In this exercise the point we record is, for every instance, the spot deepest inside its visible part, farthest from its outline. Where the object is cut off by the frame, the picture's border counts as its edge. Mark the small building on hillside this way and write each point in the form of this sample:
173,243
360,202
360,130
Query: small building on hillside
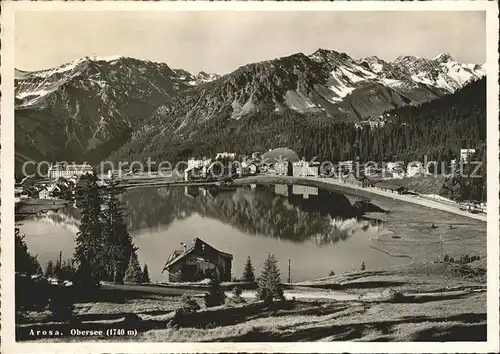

• • •

Copy the text of all the records above line for line, without changing anything, and leave the pictures out of your answer.

In this exercise the point we record is, for every instance, the spot deepest inside its visible part, farthest from its outline. Where the object is cut off by the frame, the picture's border counts as its edge. Mark the small building on hillside this way and write each point in the form of this sample:
173,243
360,202
360,130
Query: small building on hillside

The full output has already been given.